Assignment: All that should come back is the lines of the data below from the one containing "Target: tree foliage" to the one containing "point: mobile phone", inclusive, exactly as they stand.

Provided information:
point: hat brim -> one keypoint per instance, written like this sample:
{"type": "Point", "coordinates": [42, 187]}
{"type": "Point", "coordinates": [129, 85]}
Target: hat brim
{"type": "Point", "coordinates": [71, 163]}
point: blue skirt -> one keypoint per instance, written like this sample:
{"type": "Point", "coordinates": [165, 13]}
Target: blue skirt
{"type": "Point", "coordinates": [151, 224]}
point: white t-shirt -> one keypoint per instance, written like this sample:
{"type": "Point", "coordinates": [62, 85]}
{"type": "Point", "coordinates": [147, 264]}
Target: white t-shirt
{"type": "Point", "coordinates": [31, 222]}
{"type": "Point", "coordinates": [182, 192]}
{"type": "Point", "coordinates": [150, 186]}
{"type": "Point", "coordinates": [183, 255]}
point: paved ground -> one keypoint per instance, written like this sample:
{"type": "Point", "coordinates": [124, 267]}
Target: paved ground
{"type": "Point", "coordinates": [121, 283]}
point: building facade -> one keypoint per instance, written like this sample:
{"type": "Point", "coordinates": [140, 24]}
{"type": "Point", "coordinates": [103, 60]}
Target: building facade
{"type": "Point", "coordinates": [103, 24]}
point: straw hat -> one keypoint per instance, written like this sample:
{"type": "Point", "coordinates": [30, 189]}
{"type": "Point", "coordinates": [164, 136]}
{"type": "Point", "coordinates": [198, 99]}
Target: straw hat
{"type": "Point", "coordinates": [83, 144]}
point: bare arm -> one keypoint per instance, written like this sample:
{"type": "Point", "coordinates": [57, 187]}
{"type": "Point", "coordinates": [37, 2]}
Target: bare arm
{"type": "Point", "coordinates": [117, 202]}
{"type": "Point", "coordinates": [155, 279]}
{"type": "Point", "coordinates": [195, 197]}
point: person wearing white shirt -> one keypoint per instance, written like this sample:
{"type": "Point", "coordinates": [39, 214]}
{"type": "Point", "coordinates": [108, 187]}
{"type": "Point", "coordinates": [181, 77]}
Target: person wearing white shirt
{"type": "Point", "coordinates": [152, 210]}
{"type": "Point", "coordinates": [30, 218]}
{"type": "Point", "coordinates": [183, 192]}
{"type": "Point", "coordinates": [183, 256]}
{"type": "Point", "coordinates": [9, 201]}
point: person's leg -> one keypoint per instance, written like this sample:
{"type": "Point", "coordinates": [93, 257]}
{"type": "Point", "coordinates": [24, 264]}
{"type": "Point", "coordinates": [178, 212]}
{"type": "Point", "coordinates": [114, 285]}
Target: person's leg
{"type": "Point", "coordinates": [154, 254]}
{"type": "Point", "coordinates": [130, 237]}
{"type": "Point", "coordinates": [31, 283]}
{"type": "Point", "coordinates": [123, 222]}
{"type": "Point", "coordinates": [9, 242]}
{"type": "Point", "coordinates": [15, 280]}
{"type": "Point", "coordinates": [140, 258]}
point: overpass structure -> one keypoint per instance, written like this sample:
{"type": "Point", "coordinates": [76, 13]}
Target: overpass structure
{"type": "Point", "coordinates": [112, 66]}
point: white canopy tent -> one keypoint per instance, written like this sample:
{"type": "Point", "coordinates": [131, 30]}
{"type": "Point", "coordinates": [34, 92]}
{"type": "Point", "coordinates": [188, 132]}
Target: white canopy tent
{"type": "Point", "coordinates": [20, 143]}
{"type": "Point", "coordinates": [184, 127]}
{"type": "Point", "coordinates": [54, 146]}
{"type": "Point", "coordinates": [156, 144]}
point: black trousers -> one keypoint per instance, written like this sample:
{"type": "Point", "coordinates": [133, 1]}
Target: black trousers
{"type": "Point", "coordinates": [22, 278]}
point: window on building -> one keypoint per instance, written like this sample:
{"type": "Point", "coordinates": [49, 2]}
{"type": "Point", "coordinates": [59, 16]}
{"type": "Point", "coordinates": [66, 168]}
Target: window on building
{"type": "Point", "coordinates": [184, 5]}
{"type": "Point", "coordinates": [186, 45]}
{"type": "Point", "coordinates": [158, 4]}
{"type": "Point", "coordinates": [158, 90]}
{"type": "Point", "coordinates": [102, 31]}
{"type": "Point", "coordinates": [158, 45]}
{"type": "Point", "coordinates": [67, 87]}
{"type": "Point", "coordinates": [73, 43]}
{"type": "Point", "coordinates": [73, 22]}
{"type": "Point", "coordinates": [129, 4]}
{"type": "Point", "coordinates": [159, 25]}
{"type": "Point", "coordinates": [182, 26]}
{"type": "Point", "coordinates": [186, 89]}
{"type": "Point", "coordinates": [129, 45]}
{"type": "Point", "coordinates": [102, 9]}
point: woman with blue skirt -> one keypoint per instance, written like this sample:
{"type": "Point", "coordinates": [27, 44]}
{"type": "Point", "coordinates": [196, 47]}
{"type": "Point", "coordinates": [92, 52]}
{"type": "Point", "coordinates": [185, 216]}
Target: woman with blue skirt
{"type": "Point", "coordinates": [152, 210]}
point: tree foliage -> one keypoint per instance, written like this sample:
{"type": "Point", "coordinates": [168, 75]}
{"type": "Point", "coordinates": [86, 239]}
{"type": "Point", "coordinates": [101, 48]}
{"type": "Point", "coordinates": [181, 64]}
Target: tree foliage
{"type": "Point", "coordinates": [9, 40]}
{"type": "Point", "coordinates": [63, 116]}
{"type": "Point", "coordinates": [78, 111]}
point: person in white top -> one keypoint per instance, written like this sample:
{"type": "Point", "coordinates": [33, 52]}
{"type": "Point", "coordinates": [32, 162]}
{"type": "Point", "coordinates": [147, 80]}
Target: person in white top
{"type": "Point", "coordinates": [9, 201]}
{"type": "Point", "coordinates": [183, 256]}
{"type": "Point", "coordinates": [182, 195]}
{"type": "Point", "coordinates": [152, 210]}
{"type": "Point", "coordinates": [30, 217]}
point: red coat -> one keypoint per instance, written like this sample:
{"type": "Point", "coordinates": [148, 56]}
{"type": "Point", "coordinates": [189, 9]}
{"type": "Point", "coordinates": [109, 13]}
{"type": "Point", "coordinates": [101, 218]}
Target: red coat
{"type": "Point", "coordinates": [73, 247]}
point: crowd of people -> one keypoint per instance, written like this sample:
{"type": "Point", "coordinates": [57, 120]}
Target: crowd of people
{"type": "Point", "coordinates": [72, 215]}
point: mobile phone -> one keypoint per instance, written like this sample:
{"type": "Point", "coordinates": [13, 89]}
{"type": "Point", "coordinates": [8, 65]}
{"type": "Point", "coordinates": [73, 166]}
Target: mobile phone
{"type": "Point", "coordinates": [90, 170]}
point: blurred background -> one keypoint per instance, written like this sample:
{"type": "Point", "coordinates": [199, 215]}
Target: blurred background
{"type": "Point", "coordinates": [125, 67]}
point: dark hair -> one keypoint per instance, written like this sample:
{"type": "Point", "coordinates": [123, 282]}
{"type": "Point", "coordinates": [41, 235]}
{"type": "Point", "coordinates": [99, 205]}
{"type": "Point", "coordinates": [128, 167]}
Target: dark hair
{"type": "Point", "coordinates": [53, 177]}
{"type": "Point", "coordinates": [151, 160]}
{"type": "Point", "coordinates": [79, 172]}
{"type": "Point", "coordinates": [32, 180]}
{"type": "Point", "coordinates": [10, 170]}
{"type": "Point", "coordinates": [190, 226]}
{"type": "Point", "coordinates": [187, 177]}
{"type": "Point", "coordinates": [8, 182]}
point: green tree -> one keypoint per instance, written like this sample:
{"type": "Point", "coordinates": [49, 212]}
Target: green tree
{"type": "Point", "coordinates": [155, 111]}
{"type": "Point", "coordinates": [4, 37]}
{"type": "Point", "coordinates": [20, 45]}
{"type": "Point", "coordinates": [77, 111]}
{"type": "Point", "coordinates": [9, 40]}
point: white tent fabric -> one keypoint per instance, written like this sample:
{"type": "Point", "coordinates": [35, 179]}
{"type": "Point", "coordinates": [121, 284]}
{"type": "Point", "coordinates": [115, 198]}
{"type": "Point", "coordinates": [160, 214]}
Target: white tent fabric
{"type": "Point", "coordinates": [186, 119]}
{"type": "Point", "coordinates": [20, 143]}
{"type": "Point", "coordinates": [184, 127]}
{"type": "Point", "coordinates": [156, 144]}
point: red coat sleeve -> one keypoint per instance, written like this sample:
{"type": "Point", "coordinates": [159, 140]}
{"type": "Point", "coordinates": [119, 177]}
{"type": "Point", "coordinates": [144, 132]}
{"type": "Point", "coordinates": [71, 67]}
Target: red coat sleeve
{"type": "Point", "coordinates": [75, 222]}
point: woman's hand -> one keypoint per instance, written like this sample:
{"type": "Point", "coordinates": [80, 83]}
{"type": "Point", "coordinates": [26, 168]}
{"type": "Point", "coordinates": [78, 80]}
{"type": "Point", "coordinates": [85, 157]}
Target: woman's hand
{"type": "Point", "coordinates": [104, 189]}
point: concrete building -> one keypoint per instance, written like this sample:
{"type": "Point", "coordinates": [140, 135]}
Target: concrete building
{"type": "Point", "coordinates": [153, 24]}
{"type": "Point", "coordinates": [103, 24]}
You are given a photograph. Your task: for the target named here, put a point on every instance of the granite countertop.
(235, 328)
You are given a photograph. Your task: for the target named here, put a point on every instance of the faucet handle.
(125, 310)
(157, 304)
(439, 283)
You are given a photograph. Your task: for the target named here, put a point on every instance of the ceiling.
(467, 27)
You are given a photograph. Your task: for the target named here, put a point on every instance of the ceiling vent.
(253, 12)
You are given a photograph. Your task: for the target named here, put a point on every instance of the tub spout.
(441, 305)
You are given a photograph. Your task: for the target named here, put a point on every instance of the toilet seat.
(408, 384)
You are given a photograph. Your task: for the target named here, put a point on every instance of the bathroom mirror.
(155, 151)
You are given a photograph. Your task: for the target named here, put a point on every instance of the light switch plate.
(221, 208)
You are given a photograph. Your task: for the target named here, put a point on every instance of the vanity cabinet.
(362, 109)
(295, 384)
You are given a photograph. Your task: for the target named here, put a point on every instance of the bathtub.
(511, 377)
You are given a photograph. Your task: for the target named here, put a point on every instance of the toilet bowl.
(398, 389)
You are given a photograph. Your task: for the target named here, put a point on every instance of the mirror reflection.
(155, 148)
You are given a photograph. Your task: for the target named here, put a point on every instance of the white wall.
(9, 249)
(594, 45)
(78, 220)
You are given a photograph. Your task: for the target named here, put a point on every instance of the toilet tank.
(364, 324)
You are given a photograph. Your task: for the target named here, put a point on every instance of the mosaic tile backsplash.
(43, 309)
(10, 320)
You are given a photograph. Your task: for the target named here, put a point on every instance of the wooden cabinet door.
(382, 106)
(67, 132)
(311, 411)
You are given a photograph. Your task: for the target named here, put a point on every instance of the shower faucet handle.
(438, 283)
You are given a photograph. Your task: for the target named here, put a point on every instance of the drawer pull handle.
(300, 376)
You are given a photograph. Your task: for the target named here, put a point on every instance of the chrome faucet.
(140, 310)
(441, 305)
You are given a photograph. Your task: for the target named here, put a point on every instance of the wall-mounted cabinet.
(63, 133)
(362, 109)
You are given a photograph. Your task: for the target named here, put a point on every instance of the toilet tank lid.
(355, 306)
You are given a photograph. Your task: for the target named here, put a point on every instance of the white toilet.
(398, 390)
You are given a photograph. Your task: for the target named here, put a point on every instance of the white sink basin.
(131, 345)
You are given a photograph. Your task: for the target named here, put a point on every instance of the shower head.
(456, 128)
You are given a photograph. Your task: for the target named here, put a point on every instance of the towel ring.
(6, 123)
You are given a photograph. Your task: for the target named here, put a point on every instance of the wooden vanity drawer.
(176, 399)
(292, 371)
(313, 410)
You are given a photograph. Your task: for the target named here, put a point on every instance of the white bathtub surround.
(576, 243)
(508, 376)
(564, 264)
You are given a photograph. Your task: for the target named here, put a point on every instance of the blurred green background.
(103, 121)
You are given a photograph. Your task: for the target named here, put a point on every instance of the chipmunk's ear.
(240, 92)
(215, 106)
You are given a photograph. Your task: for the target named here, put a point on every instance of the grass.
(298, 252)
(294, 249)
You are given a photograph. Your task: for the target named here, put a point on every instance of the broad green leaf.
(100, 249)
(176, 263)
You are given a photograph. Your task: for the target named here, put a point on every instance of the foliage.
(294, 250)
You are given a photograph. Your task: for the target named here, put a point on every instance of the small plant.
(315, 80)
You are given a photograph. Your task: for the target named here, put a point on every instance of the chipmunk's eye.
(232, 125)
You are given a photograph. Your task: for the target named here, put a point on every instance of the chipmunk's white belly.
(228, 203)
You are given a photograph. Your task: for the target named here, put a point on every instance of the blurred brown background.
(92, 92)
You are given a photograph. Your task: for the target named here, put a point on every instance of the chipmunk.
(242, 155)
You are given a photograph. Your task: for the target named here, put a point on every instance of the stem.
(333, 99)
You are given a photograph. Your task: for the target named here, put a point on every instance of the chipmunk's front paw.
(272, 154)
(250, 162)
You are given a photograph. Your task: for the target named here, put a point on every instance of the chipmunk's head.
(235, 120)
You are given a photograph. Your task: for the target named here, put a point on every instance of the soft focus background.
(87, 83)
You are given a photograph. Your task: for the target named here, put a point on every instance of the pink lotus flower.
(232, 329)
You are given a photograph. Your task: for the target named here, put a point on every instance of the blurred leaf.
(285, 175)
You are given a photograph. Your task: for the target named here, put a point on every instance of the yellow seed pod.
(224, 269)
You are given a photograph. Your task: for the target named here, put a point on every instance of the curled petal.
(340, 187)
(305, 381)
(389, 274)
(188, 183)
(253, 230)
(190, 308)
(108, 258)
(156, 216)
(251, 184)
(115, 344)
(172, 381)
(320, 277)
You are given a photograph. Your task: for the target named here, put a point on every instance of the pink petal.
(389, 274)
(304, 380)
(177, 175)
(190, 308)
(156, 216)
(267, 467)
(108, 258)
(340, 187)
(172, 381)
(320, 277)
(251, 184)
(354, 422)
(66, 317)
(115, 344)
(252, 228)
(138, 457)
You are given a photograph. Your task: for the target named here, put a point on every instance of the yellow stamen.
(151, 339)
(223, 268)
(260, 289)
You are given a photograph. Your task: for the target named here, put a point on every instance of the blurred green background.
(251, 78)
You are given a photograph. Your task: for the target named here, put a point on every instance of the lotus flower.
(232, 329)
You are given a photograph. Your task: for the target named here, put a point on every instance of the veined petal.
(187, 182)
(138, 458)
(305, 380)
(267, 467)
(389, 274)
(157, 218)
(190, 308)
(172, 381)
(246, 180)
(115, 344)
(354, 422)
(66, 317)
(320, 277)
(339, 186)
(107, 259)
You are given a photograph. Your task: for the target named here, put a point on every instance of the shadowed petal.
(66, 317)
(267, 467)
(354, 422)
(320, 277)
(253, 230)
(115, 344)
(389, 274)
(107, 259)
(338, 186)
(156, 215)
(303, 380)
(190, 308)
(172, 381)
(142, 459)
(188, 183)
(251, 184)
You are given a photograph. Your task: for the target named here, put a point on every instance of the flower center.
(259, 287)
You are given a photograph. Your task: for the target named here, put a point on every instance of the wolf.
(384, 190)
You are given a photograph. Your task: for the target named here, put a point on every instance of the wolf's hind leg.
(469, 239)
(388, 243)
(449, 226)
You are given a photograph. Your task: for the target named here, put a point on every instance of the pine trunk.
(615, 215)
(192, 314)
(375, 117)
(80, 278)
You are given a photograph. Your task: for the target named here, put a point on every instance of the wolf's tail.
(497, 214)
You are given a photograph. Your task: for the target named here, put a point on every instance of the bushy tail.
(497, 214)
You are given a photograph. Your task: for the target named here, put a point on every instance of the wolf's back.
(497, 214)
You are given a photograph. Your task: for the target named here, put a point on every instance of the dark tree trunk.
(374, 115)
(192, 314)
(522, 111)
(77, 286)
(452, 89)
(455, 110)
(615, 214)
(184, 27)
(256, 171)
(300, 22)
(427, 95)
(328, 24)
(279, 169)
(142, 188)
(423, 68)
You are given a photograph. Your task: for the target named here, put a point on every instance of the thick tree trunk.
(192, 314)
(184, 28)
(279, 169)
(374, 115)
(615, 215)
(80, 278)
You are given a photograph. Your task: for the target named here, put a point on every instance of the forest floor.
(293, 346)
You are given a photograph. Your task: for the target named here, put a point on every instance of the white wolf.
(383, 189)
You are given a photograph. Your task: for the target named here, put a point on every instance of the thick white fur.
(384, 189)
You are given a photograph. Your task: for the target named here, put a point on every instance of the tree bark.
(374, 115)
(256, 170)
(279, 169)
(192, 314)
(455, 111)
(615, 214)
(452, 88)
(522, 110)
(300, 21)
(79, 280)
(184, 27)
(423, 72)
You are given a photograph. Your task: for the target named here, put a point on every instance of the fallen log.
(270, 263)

Problem solution:
Target: tree foliage
{"type": "Point", "coordinates": [9, 40]}
{"type": "Point", "coordinates": [63, 116]}
{"type": "Point", "coordinates": [78, 111]}
point: person in white top -> one keypoint per instance, written like this sample:
{"type": "Point", "coordinates": [33, 52]}
{"type": "Point", "coordinates": [32, 162]}
{"type": "Point", "coordinates": [147, 80]}
Target: person in white top
{"type": "Point", "coordinates": [9, 201]}
{"type": "Point", "coordinates": [183, 256]}
{"type": "Point", "coordinates": [182, 195]}
{"type": "Point", "coordinates": [152, 210]}
{"type": "Point", "coordinates": [30, 217]}
point: red coat -> one keypoint per instance, written like this sample:
{"type": "Point", "coordinates": [148, 56]}
{"type": "Point", "coordinates": [189, 9]}
{"type": "Point", "coordinates": [109, 13]}
{"type": "Point", "coordinates": [101, 218]}
Target: red coat
{"type": "Point", "coordinates": [73, 247]}
point: crowd of people -> one keypoint per instance, written like this sample:
{"type": "Point", "coordinates": [57, 120]}
Target: crowd of people
{"type": "Point", "coordinates": [72, 215]}
point: mobile phone -> one keypoint per instance, written like this sample:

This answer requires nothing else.